IPOL | Policy Department for Economic, Scientific and Quality of Life Policies
6 PE 740.087
A Hertie School study by Jansen, Jäger and Redeker warns that USD 370 billion for security and climate
change programs for the next ten years - a number based on an estimate from the Congressional Budget
Office (CBO) - may be too conservative. Should industries request more than the CBO calculated, then the
amounts would increase in a dramatic way. In a Brookings study, Bristline, Mehrota and Wolfram
warn that
up to USD 1.200 billion dollar could be reached because of non-capped tax relieves, as incentives in the
energy markets span the entire energy sector, from producers of raw materials to end-use consumers, and
will set considerable new forces in motion.
Another danger to the IRA programme is political. First, through Republican opposition to additional debt
expressed during the bi-annual debt ceiling negotiations
. It was only in May 2023 that an agreement was
reached. Failure to agree on a higher debt ceiling, the US would have defaulted on its debt, with potentially
deep consequences on the IRA. Second, an electoral defeat by the incumbent president would also impact
IRA in a major way. In view of the fundamental divergences of views on climate change, it should be
expected that a Republican administration sets new priorities and discontinues Biden’s climate
programmes, or at least cuts them to size. IRA’s long term future cannot be taken for granted.

━━━━

Work instruction A – From the passage on the IRA, reproduce the part that opens with the words containing "IPOL | Policy" and closes with "forces in motion.".
Work instruction B – According to the passage on the IRA, why does the Brookings study warn that spending could climb far above the CBO-based estimate? Answer in one to three sentences.

Given material –
━━━━

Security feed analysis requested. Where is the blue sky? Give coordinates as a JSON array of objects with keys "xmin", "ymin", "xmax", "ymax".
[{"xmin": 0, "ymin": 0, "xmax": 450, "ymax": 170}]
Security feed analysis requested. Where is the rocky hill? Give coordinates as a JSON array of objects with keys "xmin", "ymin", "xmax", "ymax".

━━━━

Exercise answer A –
IPOL | Policy Department for Economic, Scientific and Quality of Life Policies
6 PE 740.087
A Hertie School study by Jansen, Jäger and Redeker warns that USD 370 billion for security and climate
change programs for the next ten years - a number based on an estimate from the Congressional Budget
Office (CBO) - may be too conservative. Should industries request more than the CBO calculated, then the
amounts would increase in a dramatic way. In a Brookings study, Bristline, Mehrota and Wolfram
warn that
up to USD 1.200 billion dollar could be reached because of non-capped tax relieves, as incentives in the
energy markets span the entire energy sector, from producers of raw materials to end-use consumers, and
will set considerable new forces in motion.

Exercise answer B – The tax reliefs are not capped. The energy-market incentives span the entire energy sector, from producers of raw materials to end-use consumers, and will set considerable new forces in motion.